== INPUT
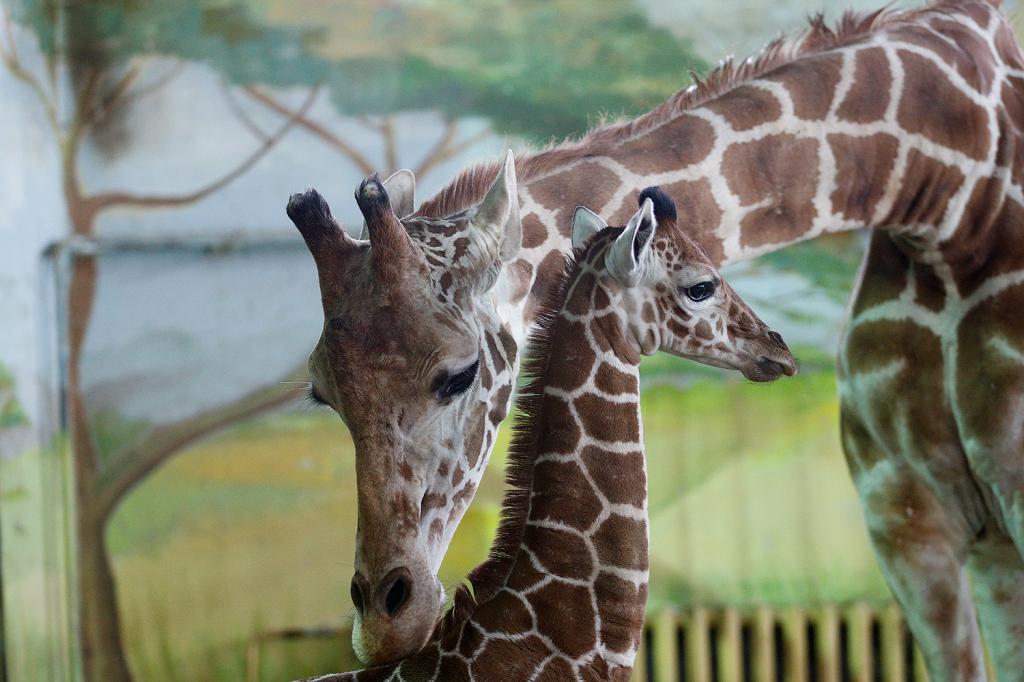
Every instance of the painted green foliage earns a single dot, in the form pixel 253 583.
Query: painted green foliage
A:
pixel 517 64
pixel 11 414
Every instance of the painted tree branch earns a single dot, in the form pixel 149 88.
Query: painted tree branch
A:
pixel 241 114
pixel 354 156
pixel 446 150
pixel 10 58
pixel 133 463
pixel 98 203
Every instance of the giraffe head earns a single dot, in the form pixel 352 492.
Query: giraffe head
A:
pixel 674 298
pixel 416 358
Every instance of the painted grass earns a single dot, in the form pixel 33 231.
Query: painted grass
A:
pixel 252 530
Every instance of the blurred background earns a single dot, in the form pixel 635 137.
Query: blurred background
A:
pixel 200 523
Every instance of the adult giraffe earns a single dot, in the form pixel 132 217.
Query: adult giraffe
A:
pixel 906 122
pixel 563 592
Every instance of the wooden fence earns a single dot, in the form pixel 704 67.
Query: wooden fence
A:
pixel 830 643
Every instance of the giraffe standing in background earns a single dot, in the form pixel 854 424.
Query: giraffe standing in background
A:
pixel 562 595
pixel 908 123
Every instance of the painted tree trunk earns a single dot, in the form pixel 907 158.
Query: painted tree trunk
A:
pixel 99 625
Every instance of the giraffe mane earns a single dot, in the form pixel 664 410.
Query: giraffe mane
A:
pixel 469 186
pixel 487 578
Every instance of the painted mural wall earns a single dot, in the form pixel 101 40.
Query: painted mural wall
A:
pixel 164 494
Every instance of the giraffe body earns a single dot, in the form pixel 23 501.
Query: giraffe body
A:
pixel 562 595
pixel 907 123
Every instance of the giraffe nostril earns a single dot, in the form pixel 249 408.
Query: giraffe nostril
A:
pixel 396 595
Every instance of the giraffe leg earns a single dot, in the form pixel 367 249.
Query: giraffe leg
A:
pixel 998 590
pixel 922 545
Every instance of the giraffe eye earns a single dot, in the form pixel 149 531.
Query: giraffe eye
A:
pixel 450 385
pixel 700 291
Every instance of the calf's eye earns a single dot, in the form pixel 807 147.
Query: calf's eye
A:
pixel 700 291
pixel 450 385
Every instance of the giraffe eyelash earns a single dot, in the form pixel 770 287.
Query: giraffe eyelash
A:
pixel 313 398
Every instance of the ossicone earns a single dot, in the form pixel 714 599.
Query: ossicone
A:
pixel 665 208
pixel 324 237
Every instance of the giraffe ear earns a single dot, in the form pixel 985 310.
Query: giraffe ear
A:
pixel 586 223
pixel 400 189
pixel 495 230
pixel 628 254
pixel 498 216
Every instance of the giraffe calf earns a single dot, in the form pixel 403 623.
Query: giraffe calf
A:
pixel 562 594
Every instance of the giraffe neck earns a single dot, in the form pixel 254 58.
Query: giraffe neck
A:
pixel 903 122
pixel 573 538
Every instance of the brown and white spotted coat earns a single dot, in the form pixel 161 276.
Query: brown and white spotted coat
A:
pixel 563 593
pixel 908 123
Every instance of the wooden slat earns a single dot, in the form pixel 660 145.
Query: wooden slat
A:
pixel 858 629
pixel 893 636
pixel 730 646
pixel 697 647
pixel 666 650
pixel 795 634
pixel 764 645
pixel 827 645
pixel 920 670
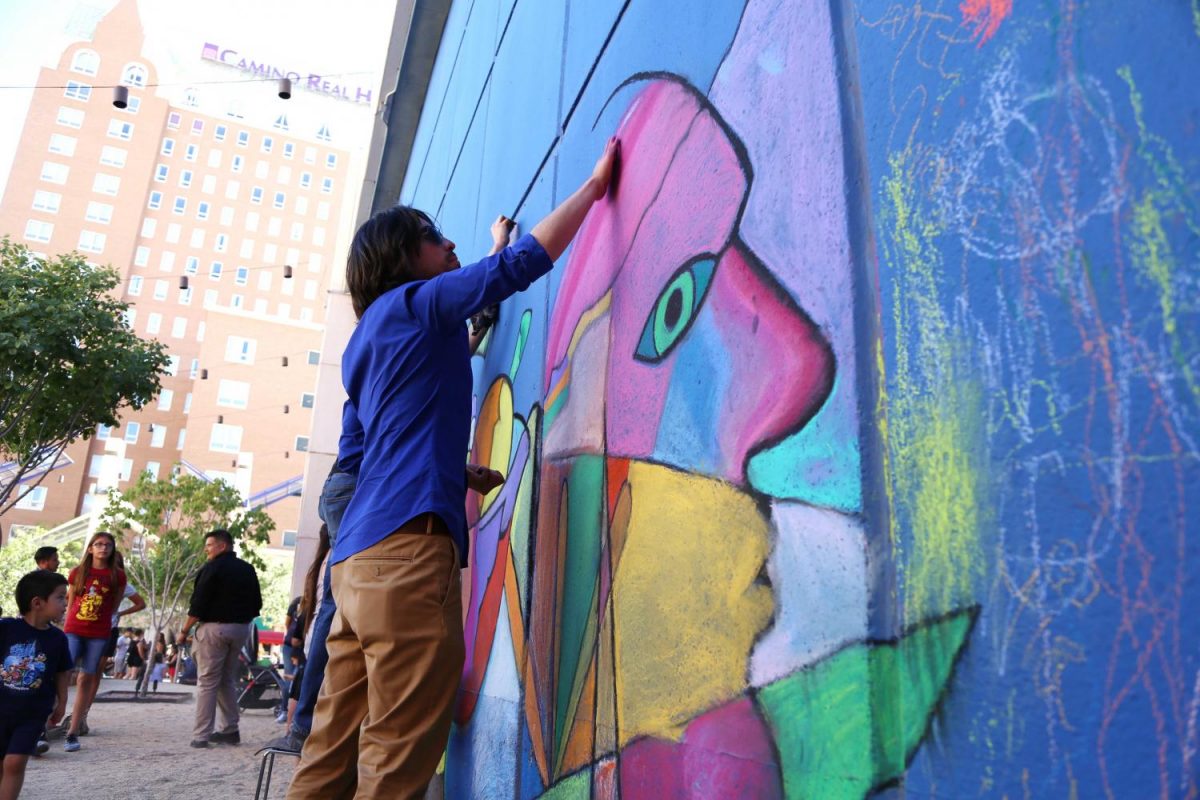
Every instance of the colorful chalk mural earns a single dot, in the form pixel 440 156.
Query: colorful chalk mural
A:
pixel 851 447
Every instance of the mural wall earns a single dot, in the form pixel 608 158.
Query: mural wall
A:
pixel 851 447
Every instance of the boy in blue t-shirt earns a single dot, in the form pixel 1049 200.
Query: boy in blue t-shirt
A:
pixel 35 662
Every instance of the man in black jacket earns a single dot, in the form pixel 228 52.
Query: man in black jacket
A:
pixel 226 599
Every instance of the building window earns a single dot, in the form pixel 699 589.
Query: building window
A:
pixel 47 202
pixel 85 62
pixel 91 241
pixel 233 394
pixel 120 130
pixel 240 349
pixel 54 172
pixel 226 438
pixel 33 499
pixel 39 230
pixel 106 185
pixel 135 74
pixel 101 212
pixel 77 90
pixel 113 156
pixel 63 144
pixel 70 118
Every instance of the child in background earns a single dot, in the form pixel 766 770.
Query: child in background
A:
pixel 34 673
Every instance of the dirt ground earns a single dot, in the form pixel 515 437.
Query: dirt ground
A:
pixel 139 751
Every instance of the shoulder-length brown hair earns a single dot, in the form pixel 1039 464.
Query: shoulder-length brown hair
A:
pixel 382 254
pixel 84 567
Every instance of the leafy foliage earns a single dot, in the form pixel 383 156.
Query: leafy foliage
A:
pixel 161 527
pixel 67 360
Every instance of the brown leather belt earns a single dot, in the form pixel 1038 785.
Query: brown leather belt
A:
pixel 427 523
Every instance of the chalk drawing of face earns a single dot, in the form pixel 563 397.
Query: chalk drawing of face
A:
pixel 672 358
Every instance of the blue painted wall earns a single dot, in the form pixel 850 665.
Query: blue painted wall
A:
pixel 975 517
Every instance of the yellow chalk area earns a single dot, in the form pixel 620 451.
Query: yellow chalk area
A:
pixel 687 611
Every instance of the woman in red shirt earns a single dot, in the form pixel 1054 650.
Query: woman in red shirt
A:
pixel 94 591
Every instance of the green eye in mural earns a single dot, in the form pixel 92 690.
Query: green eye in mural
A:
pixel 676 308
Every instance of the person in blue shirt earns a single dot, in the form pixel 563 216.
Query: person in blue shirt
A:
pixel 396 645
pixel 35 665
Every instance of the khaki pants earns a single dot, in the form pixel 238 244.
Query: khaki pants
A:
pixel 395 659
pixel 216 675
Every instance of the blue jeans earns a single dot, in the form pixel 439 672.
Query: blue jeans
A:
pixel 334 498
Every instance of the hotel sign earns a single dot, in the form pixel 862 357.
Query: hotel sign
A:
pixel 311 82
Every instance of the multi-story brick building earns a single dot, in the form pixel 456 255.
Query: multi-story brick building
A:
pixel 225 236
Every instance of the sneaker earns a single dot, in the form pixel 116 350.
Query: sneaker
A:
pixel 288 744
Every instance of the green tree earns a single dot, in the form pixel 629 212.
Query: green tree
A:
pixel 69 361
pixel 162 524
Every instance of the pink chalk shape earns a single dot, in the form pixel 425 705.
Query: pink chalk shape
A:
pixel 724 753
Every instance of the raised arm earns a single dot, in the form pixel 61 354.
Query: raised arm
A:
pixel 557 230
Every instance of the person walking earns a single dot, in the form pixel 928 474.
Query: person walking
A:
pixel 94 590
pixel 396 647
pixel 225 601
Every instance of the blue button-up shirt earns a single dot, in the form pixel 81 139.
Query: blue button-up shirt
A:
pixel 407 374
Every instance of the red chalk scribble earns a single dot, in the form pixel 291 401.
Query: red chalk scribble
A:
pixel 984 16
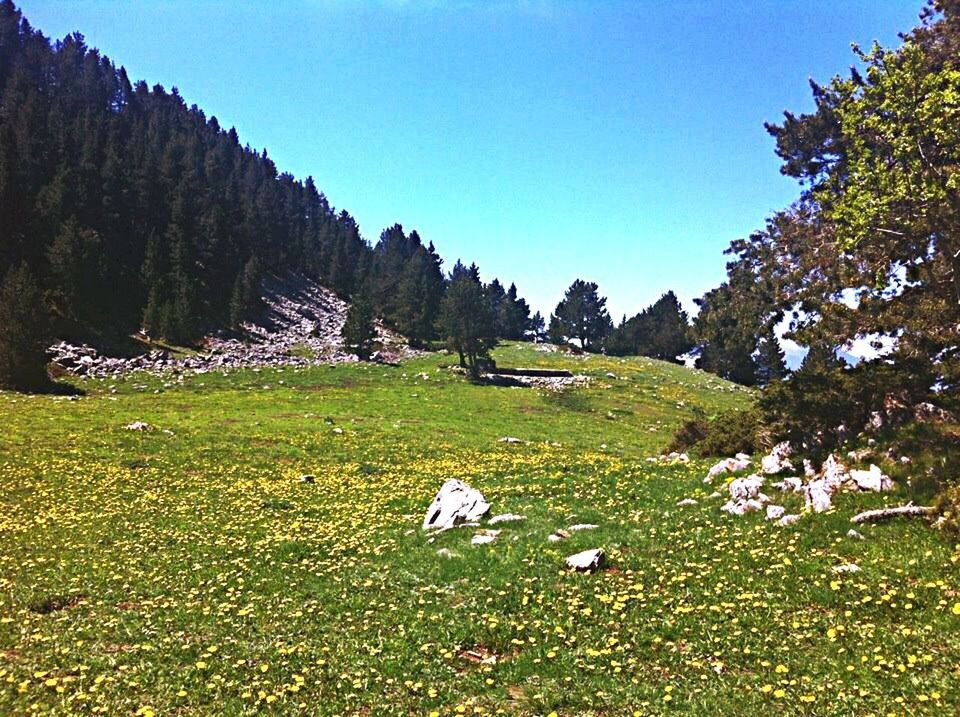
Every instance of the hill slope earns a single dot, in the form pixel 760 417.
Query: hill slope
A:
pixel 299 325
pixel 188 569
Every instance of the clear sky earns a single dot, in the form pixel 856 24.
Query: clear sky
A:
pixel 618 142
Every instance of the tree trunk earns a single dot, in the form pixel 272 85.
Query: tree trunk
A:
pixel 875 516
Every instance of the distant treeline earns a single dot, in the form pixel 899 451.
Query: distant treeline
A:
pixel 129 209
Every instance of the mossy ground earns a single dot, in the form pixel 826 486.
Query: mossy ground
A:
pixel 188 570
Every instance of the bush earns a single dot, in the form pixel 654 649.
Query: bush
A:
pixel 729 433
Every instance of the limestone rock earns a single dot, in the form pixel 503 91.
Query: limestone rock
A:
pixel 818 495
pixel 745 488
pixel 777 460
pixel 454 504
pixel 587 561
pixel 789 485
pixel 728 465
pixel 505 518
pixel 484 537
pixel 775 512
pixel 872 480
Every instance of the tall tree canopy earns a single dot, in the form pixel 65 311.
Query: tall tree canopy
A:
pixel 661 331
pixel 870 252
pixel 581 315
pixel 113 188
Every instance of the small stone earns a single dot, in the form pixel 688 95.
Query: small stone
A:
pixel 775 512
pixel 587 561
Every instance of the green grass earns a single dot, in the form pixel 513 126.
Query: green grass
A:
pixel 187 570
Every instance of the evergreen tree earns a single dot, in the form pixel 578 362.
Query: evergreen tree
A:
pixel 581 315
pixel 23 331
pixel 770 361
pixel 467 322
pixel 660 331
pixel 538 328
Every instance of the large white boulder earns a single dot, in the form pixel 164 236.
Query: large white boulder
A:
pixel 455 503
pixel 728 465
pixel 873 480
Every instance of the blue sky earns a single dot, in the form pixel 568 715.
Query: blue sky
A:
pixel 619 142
====
TASK TO CARRY OUT → Arrange the listing from the line with "Every instance of the bush" up to and including the line with "pixel 872 480" as a two-column CSV headed instruction and response. Give one row per instruction with its answer, each in a single quoted field with line breaks turned into spaces.

ANSWER TO THIS EXERCISE →
instruction,response
"Every instance of the bush earns a single dot, in the form pixel 654 649. Query: bush A:","pixel 729 433"
"Every instance of the limestone rock earns a single dot, in the form pixel 503 91. Query: limestone rock A:","pixel 818 495 pixel 745 488 pixel 777 460 pixel 454 504 pixel 587 561 pixel 789 485 pixel 728 465 pixel 505 518 pixel 484 537 pixel 775 512 pixel 872 480"